What you are asked to do: Write the records out once more. Leave each line exactly as given.
BEGIN Data listing
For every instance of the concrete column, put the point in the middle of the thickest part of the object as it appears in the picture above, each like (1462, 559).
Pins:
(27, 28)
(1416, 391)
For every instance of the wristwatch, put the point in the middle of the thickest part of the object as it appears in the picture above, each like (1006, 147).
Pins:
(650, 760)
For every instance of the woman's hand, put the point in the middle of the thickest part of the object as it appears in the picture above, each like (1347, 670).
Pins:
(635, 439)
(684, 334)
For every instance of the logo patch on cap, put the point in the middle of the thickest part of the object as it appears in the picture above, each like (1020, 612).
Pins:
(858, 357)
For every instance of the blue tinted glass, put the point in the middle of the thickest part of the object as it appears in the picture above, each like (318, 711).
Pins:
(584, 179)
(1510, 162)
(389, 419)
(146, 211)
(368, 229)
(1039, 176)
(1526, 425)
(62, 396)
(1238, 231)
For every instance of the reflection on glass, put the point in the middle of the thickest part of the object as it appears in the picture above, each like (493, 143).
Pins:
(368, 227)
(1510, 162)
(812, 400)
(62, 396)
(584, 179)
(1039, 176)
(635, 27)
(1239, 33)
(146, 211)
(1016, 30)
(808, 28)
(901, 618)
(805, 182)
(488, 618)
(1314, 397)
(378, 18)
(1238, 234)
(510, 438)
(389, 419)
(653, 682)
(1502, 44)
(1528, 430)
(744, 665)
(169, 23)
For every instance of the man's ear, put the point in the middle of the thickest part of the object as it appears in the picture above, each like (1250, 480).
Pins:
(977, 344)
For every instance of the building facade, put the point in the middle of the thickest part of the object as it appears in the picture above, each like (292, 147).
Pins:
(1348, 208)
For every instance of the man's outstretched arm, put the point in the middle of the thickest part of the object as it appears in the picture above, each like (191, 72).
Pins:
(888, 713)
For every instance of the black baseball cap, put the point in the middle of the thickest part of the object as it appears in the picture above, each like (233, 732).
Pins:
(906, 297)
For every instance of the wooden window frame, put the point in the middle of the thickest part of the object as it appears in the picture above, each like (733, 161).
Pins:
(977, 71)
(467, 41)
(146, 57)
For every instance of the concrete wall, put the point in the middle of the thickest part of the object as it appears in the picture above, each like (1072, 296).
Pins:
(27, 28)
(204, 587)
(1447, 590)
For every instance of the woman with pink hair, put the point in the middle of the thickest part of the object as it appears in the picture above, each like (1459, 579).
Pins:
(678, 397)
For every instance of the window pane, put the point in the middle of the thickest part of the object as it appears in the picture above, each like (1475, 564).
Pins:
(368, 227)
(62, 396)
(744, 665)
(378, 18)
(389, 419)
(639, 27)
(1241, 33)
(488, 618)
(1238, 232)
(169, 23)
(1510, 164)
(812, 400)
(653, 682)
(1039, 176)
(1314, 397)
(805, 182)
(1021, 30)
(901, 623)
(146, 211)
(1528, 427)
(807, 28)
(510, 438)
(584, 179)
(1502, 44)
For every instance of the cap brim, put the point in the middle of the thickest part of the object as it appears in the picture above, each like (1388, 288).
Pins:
END Data listing
Result for this task:
For every instance of the concrete column, put the point in the middle of the thickest part of the object as it appears in the picture above, each like (1462, 559).
Pins:
(27, 28)
(1416, 391)
For every instance of the wristwatch, put the point in the middle of the thickest part of the object as it appears in the picture above, each like (1006, 147).
Pins:
(650, 760)
For every instance of the woman's hand, put the point in the middle of the thickest part of the object as it appears in the picture above, each like (1347, 670).
Pins:
(635, 439)
(684, 334)
For every instance of the logo patch on cap, put the point in the middle of the thickest part of the object as it appears in the picture above, each like (1020, 612).
Pins:
(858, 357)
For every instance of the blue tinted glass, put the point in the middle of the thickest part of the object as it appears in the picture above, each like (318, 711).
Pins:
(584, 179)
(1510, 162)
(389, 419)
(146, 211)
(368, 229)
(1039, 176)
(1526, 425)
(62, 396)
(1238, 231)
For every instance of the reflection on glass, put the point in the middle of the thickest part of the object as it appears in the picture above, each like (493, 143).
Pins:
(368, 227)
(1510, 162)
(812, 400)
(62, 396)
(584, 179)
(1039, 176)
(635, 27)
(1239, 33)
(146, 211)
(1016, 30)
(808, 28)
(901, 618)
(805, 182)
(488, 618)
(1314, 397)
(378, 18)
(1238, 234)
(510, 438)
(389, 419)
(653, 682)
(1502, 44)
(1528, 430)
(744, 665)
(169, 23)
For every instance of the man's ear, put the point in the middle of the thickest part of the object as it appears in the picture above, each like (1250, 480).
Pins:
(977, 344)
For every instance of the building facade, put the point in the middle of the thickest part of the object as it appears in the picture above, each like (292, 147).
Pins:
(1348, 208)
For every instance of the man's outstretched arm, put the point in the middle of the thickest part of the object as it appears in the picture above, each like (191, 72).
Pins:
(888, 713)
For every instance of the black baseball cap, put the point in the middle of the thickest part of the object as it appears in the picture above, each like (233, 732).
Pins:
(906, 297)
For every instance of the wooden window frame, put the point in the middle of the thickest part of the object as it appears in the picture above, each like (733, 161).
Pins:
(977, 71)
(467, 41)
(146, 57)
For every instance of the concrete wall, put the point in the middle of the thickest part of the object as it appears in the picture above, each like (1072, 296).
Pins:
(27, 28)
(204, 587)
(1447, 590)
For every instance of the woman with pink hair, put the point in the middle of the thickest part of the object as it appears in the picture above, each like (1459, 579).
Pins:
(678, 397)
For every instance of the window pane, put the point in the middle of the thickest part of the object as it appears in the picture above, each like (1475, 564).
Pins:
(368, 227)
(62, 396)
(744, 665)
(378, 18)
(389, 419)
(639, 27)
(1241, 33)
(488, 618)
(1238, 232)
(169, 23)
(1510, 164)
(812, 400)
(653, 682)
(1039, 176)
(1314, 397)
(805, 182)
(1021, 30)
(901, 623)
(146, 211)
(1528, 427)
(807, 28)
(510, 438)
(584, 179)
(1502, 44)
For every instance of the cap brim, put the point in the middle of the thickest part of the object as it appears in the picture above, each like (1388, 288).
Pins:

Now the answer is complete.